Exercise instructions — Copy out the part of the items that begins with the line containing "Mark the groceries" and ends with the line containing "Target: white cloud", keeping every line identical and including both of those lines.

Information supplied —
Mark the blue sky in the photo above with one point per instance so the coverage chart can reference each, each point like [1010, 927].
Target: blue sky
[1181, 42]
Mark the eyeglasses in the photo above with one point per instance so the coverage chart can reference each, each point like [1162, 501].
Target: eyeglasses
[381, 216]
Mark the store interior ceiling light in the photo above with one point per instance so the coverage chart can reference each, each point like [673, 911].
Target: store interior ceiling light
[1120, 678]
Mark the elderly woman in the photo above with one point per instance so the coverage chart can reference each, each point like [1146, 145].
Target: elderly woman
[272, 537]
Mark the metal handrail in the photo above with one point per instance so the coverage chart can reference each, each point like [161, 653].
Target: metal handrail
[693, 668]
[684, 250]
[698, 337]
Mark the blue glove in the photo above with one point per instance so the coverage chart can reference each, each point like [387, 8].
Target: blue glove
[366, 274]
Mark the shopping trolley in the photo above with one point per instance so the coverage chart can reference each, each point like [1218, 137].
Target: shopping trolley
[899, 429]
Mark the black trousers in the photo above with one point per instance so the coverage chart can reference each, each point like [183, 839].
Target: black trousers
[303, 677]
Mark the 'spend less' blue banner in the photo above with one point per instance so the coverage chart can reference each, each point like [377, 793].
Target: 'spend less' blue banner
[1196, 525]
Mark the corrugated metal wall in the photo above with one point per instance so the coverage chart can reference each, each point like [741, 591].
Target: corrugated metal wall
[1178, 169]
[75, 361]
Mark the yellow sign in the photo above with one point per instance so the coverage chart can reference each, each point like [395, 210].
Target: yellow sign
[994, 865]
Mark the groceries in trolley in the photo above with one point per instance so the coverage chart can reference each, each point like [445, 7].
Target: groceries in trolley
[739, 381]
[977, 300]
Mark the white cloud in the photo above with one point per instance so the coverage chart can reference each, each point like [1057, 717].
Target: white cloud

...

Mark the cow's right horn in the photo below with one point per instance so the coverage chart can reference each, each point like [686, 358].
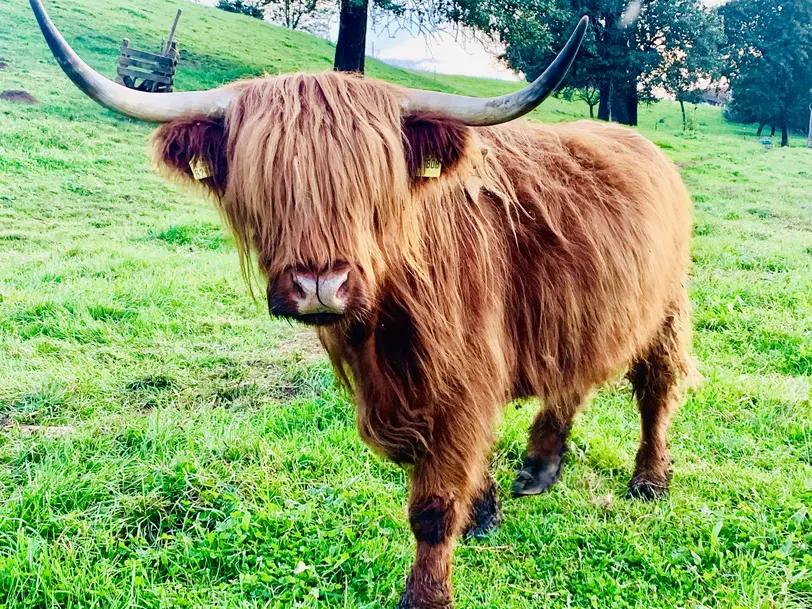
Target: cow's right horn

Solved exercise —
Mark the groceries in trolley in the photo above with one point per instance so the coverage chart can reference each, each point like [445, 7].
Target: groceries in trolley
[739, 381]
[977, 300]
Mark the white cloud in the photo above with one point per instance so the coverage chart can reference each, each point like [1057, 717].
Target: white cloud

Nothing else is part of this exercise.